### WORK TO DO
From the line that has "Thank you for the photo. Could you pin the juniper" down to the final line of the listing below, transcribe every line exactly, and only those.

### TASK MATERIAL
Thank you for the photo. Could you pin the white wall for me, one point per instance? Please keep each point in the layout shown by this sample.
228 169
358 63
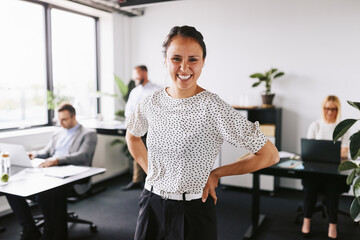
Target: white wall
315 42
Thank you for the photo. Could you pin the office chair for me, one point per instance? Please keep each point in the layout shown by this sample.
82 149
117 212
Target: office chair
72 217
320 207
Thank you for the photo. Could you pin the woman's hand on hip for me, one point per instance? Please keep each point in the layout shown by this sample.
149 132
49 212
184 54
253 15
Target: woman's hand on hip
210 186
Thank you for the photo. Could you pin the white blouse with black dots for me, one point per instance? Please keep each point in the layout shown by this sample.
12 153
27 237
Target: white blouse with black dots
184 137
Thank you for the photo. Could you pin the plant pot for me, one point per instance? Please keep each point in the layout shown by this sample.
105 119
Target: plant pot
267 100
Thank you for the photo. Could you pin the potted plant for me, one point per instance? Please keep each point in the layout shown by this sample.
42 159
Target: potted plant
267 78
354 168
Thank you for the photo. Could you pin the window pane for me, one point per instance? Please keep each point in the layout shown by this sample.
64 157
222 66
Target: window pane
22 64
74 60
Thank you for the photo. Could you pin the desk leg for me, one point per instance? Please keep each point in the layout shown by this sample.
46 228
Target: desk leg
256 218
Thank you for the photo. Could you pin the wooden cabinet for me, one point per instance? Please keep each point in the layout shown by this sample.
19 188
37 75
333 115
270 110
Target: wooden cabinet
270 123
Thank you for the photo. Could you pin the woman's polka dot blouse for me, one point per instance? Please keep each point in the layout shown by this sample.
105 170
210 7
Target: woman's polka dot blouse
184 137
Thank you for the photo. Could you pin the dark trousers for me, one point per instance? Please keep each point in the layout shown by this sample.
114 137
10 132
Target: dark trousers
161 219
53 206
331 188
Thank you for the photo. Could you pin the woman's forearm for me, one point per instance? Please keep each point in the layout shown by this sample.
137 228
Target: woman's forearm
138 150
268 155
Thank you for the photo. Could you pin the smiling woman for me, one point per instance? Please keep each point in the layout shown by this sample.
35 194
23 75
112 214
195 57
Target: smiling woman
186 126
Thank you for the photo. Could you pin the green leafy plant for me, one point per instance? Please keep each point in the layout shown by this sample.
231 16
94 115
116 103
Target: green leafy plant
354 168
267 78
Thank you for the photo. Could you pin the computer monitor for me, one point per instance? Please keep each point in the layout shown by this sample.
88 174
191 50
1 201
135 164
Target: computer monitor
320 150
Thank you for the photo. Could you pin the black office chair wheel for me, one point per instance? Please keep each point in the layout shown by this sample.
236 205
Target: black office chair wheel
93 228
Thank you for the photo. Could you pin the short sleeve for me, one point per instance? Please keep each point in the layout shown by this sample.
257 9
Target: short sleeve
137 124
237 130
313 128
345 139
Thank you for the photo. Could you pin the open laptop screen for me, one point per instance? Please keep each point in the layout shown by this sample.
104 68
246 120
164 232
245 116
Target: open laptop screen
320 150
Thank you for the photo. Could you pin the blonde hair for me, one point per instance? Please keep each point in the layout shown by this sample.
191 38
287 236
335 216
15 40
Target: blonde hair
336 101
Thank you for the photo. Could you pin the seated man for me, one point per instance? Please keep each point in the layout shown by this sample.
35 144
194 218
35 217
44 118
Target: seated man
73 145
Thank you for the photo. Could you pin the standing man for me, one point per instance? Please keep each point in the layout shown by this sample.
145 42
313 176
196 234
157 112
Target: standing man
74 145
143 88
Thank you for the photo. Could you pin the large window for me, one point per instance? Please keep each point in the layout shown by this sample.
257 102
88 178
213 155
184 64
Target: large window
74 60
22 64
70 70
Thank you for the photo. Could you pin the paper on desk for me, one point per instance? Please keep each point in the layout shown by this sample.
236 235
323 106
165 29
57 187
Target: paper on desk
64 171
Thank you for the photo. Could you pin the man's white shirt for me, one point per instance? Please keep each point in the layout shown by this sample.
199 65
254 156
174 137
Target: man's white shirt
137 94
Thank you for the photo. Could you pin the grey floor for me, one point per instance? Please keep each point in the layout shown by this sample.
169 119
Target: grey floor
115 212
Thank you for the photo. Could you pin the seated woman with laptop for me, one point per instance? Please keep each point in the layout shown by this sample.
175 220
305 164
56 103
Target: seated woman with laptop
331 188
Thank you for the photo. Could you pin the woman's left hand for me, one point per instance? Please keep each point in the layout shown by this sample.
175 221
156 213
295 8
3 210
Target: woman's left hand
210 186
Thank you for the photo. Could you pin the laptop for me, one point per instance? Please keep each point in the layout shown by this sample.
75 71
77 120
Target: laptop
19 157
320 151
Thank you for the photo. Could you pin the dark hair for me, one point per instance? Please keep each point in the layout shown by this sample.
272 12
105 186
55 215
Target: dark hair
67 107
142 67
185 32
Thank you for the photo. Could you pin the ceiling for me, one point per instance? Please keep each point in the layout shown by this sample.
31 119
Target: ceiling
127 7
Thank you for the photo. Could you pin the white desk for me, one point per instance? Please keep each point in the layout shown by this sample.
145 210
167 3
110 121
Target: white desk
24 182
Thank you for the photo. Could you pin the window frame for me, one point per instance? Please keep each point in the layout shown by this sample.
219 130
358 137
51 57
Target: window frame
48 56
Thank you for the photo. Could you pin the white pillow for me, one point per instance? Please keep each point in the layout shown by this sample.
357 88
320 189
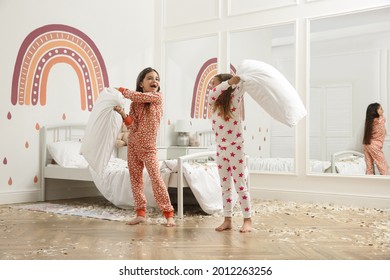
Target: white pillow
102 129
67 154
272 91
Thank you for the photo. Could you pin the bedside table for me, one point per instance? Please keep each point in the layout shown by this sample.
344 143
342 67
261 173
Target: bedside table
173 152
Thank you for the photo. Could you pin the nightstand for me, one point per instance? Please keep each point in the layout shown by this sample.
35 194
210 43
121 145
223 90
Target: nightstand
173 152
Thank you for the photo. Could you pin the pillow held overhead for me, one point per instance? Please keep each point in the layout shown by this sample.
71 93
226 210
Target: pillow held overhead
272 91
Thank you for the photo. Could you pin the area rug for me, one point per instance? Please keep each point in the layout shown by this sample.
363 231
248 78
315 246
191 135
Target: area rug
95 207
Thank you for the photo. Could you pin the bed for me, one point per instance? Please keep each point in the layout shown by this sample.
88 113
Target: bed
342 162
60 159
348 163
285 165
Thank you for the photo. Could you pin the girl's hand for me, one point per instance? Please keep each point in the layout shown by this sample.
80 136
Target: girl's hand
120 111
234 80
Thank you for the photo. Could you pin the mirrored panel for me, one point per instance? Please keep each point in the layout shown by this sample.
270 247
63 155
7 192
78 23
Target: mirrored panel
349 69
269 144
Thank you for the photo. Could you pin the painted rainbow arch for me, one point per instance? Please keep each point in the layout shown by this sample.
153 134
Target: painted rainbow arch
51 44
199 106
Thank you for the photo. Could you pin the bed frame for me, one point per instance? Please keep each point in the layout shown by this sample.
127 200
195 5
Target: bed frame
343 155
49 134
68 132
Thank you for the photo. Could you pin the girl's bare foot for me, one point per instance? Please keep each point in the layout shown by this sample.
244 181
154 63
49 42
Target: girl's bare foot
247 225
137 220
170 222
226 225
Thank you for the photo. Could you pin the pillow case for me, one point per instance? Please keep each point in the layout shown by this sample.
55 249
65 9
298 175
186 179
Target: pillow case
67 154
103 126
272 91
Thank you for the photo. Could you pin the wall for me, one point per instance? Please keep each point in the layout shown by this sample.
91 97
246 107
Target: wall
126 42
222 19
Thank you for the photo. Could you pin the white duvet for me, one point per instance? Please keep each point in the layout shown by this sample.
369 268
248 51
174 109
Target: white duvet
114 183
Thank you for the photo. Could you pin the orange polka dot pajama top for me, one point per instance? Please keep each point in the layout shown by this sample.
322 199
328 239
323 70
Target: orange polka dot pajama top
373 152
146 110
230 152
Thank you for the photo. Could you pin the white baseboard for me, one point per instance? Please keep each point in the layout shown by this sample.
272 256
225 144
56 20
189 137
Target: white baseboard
353 200
55 189
19 197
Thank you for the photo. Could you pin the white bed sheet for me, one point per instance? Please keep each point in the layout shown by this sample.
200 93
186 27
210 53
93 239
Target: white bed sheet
114 183
284 165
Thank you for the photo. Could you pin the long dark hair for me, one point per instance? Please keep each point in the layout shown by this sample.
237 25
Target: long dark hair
224 100
141 77
371 114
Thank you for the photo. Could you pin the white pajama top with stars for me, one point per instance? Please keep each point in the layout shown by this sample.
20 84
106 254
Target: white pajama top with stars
230 151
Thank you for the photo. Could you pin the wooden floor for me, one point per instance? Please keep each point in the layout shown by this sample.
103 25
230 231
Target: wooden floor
27 235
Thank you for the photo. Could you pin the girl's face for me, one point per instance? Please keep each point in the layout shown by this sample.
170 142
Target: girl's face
151 82
380 111
215 82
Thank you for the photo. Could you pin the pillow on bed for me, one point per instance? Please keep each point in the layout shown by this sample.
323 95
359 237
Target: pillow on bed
272 91
67 154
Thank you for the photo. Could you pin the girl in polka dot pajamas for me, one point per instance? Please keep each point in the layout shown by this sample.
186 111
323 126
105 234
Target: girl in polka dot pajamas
225 101
374 136
143 121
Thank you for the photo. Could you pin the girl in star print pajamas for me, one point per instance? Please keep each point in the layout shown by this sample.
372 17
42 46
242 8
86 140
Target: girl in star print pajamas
225 101
143 121
373 139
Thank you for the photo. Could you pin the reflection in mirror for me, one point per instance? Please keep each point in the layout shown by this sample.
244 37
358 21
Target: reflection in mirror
349 69
269 144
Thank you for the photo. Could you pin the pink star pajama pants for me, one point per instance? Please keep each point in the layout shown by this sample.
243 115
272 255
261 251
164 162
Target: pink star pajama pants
232 170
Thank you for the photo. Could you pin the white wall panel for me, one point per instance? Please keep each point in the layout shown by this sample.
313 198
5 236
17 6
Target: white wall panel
237 7
179 12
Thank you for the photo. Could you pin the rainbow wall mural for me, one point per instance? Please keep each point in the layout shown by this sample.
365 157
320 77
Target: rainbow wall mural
199 106
51 44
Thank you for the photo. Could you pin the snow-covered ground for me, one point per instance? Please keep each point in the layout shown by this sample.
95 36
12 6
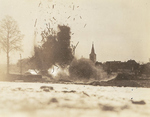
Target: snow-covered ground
69 100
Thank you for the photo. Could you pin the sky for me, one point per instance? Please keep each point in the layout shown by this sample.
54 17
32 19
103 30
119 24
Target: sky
119 29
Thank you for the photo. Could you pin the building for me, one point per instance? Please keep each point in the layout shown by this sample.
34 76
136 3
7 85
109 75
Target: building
92 55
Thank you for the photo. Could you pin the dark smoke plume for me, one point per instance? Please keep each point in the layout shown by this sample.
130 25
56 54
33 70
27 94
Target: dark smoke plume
55 49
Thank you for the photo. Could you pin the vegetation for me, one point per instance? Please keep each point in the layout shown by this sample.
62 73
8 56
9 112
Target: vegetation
10 37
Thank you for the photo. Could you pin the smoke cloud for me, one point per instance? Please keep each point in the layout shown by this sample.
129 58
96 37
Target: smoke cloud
85 69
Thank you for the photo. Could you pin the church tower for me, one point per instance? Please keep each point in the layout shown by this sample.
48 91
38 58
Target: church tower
93 55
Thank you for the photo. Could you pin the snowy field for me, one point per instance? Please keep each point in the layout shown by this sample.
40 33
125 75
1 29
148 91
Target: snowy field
69 100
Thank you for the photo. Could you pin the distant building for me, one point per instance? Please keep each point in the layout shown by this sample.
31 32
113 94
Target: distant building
92 55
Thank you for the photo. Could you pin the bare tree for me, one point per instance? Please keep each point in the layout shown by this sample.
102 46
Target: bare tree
10 37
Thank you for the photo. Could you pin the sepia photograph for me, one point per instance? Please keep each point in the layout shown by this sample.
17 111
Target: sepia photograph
74 58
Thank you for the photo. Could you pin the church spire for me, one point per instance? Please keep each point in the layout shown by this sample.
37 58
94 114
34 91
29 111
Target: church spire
93 51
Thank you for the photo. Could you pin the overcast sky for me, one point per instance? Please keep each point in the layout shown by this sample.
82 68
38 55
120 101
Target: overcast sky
120 29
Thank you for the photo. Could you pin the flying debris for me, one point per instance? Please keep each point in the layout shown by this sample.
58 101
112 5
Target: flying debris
68 17
54 18
35 23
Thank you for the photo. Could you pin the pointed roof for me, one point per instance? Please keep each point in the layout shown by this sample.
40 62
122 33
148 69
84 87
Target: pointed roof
92 50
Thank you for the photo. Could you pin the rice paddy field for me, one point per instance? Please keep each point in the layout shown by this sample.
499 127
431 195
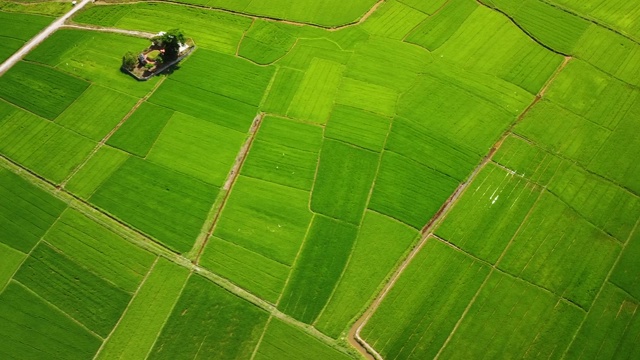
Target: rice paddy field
393 179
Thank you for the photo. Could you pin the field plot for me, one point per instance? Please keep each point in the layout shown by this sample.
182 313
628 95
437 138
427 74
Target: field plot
96 112
39 89
626 274
489 213
93 56
59 336
214 30
283 341
142 128
344 180
572 263
26 212
513 319
415 318
163 203
94 247
98 169
198 148
380 243
318 268
611 330
488 42
209 323
285 152
267 41
143 320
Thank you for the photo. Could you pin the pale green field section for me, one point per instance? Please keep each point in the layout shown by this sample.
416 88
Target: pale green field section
409 324
147 313
282 341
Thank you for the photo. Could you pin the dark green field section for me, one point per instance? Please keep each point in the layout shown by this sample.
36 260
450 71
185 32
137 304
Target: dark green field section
209 323
147 196
34 329
27 212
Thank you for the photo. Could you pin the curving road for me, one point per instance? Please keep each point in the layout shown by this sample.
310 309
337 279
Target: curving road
36 40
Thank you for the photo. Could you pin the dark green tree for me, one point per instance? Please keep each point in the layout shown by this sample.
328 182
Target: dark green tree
170 41
129 60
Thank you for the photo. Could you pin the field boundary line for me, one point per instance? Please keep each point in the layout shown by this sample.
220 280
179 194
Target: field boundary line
264 331
364 214
106 138
228 186
39 38
67 315
604 283
126 310
442 213
362 18
164 323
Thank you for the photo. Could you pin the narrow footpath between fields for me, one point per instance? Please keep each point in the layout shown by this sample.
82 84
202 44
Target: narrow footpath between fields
36 40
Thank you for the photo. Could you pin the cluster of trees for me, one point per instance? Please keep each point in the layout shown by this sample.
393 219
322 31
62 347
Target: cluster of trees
170 41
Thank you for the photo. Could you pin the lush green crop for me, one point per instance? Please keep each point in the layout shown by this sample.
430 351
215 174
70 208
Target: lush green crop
26 212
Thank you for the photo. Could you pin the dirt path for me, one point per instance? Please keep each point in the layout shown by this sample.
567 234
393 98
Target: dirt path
135 33
40 37
354 337
228 184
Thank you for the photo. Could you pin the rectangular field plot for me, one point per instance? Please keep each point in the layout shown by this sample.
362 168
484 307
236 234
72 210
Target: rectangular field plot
96 171
88 298
438 28
489 213
500 48
560 251
626 274
422 308
26 212
265 218
344 180
197 148
209 323
225 75
267 41
408 191
192 100
143 320
93 56
285 152
608 206
393 20
318 268
611 330
586 91
513 319
95 247
138 134
165 204
358 127
560 131
214 30
283 341
11 261
40 145
380 243
258 274
39 89
58 336
96 112
315 96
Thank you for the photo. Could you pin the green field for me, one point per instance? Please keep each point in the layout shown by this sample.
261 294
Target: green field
402 179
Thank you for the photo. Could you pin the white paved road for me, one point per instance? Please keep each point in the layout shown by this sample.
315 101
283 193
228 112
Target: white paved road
36 40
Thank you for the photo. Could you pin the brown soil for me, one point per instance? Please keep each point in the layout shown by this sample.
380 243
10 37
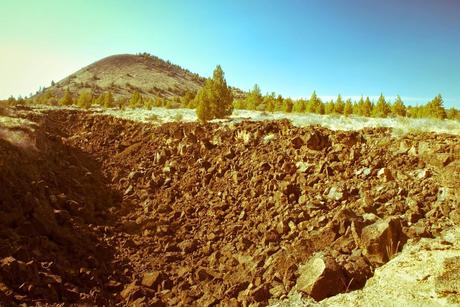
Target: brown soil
99 210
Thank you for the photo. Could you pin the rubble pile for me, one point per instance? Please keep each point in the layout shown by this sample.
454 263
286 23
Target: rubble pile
109 211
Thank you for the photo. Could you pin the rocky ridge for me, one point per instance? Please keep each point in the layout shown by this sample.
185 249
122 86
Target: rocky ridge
118 212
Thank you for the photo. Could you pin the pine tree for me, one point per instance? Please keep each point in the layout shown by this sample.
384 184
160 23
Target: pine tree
381 109
329 107
315 105
66 100
348 109
254 99
279 103
108 100
215 99
136 100
398 108
367 107
359 107
339 105
453 114
288 105
85 99
299 106
269 102
435 108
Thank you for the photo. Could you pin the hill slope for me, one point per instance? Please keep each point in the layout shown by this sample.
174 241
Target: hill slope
124 74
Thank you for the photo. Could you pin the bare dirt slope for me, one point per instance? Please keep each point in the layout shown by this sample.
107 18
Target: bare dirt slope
100 210
126 73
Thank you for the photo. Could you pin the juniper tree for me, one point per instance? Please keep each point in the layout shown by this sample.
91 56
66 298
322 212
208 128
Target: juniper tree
339 105
381 109
435 108
348 109
67 99
85 99
215 99
398 108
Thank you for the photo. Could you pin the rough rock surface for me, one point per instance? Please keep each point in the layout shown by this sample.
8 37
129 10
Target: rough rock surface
425 273
102 211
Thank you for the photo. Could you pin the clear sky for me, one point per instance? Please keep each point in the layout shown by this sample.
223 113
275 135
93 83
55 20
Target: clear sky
292 47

### FINAL ANSWER
Thank you for the photo. Could you pin the juniper tree for me, one point per instance? Please keep each point in the layout shown by this sample.
91 56
66 298
322 212
208 128
Target: juniper tree
339 105
381 109
435 108
348 109
67 99
85 99
215 99
398 108
Thank you for the photo. Could you pin the rough rock surface for me, one point per instance? Please keep each point in the layout shown by this sample.
8 37
129 10
Target: rough rock surface
425 273
102 211
Thank you for the photo. Could you pin the clear sky for me, one point per instance? Please keep each point in the layout shown by this sample.
223 113
275 135
93 83
55 20
Target: clear sky
292 47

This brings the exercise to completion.